__WRITTEN INSTRUCTION__: Please reproduce everything from the beginning of the rows below down to the line containing "60), (81, 60)]", with both ends included and each line unchanged.

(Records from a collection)
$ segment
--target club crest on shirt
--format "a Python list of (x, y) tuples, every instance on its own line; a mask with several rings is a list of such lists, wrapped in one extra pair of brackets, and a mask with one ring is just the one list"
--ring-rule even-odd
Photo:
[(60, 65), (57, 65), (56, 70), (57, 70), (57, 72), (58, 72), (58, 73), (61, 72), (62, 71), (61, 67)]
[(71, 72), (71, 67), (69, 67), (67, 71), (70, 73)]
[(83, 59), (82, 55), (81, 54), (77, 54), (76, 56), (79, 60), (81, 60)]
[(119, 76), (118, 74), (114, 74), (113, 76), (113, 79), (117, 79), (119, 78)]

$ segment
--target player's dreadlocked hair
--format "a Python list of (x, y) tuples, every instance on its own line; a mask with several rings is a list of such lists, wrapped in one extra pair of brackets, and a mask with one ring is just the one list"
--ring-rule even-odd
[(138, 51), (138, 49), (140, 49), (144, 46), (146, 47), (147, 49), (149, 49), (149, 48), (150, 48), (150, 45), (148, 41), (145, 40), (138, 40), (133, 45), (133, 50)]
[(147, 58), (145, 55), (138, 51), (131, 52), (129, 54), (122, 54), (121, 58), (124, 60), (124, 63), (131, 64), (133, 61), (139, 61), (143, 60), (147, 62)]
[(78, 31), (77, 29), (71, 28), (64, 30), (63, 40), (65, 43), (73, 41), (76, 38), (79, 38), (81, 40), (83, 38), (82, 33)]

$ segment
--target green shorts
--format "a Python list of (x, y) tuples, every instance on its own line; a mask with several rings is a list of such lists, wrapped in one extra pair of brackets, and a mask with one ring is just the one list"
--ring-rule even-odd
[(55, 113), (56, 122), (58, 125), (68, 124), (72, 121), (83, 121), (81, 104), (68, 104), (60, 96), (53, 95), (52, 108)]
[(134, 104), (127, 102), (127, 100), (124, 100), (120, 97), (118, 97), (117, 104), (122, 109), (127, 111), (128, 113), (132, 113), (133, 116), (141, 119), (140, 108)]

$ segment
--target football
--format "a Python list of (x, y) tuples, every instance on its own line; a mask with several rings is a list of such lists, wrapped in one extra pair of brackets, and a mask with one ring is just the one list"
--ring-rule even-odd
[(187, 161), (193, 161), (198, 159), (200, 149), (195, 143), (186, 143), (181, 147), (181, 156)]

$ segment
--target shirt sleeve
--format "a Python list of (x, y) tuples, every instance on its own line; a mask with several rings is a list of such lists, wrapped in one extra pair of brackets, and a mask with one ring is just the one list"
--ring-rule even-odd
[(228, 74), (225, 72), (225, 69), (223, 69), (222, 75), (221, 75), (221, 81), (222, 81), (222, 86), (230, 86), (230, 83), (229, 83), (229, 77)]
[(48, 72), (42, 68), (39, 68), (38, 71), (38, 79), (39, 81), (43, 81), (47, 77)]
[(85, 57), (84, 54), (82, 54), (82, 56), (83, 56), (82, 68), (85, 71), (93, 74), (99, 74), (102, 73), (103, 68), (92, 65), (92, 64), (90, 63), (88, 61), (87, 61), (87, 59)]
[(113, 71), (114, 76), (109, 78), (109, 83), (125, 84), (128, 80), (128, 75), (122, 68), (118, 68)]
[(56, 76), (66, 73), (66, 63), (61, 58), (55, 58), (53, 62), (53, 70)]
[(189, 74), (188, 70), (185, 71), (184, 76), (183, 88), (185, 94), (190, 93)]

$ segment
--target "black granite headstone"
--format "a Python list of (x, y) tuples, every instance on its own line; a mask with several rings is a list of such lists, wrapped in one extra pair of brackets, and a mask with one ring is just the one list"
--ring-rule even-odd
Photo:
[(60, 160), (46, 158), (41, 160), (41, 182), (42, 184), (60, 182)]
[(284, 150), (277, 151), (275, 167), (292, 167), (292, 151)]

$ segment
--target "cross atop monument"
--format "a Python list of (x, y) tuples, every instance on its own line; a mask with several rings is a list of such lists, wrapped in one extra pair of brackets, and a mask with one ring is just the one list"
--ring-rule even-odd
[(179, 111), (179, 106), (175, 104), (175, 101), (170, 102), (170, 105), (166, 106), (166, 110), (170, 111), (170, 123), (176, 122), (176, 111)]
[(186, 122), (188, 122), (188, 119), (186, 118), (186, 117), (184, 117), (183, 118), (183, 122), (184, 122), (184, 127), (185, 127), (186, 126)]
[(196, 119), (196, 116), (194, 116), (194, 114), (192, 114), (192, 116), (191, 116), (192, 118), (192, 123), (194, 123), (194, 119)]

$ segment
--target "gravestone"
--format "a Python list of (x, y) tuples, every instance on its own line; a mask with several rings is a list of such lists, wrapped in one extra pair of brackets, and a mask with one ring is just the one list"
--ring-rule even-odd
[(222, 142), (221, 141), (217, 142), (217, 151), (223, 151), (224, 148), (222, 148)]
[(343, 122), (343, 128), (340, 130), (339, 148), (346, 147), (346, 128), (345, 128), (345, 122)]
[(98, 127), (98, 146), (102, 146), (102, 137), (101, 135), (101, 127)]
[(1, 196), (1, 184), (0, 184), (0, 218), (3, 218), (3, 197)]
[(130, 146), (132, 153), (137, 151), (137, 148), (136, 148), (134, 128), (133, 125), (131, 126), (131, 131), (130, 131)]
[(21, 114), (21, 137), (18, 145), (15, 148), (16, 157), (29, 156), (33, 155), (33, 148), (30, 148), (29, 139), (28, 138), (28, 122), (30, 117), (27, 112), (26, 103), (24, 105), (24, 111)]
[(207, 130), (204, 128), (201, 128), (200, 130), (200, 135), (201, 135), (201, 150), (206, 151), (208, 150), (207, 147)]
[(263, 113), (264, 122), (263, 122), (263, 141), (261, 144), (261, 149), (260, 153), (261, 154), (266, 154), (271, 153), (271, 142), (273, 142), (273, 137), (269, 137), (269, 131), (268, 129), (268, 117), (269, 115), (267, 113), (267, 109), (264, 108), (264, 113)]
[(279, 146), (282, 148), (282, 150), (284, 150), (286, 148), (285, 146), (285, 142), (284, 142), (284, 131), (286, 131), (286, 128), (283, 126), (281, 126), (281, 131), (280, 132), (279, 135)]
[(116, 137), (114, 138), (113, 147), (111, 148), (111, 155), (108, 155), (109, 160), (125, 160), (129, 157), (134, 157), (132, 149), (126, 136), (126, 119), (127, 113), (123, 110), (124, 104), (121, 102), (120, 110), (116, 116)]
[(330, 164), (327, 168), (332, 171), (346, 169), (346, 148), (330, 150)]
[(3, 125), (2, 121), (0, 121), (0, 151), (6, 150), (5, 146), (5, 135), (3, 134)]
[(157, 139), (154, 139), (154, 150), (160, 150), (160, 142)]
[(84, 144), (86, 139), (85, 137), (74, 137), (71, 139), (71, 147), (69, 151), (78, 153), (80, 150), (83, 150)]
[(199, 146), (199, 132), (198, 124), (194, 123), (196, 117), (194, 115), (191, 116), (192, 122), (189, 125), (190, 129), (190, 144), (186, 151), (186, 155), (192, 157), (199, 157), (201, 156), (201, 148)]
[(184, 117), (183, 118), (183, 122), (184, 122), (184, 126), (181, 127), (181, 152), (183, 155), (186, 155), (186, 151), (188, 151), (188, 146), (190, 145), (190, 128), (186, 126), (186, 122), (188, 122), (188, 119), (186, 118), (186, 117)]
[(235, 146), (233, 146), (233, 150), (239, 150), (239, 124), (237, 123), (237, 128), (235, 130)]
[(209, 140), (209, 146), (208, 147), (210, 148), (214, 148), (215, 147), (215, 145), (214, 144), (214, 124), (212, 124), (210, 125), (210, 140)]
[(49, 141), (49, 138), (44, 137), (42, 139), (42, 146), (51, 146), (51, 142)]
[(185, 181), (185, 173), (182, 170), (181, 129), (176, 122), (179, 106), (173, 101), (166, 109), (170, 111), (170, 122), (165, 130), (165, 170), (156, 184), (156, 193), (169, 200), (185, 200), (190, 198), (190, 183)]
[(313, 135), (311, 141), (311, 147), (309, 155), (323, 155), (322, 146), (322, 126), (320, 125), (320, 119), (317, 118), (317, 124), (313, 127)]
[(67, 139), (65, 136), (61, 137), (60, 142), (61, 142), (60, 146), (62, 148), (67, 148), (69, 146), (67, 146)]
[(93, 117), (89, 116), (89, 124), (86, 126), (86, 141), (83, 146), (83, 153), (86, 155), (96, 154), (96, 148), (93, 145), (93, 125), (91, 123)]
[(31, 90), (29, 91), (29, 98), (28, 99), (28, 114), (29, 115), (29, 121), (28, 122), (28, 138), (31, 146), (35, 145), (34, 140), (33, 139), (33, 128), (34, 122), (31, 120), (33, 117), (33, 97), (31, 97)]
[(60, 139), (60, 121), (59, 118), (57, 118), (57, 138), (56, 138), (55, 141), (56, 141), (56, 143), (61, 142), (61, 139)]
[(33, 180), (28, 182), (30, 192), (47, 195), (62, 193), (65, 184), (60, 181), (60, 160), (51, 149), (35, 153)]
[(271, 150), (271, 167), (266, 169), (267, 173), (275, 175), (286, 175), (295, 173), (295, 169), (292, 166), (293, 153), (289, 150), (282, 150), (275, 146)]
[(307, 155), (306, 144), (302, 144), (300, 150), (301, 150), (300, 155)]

__WRITTEN RESPONSE__:
$ segment
--target club crest on shirt
--format "a Python list of (x, y) tuples, every instance on its own line; a mask with several rings is a list of such lists, wrapped in one extra pair of brackets, and a mask with one ring is just the one list"
--ring-rule even-odd
Photo:
[(60, 65), (57, 65), (56, 70), (57, 70), (57, 72), (58, 72), (58, 73), (61, 72), (62, 71), (61, 67)]
[(71, 72), (71, 67), (69, 67), (67, 71), (70, 73)]
[(83, 59), (82, 55), (81, 54), (77, 54), (76, 56), (79, 60), (81, 60)]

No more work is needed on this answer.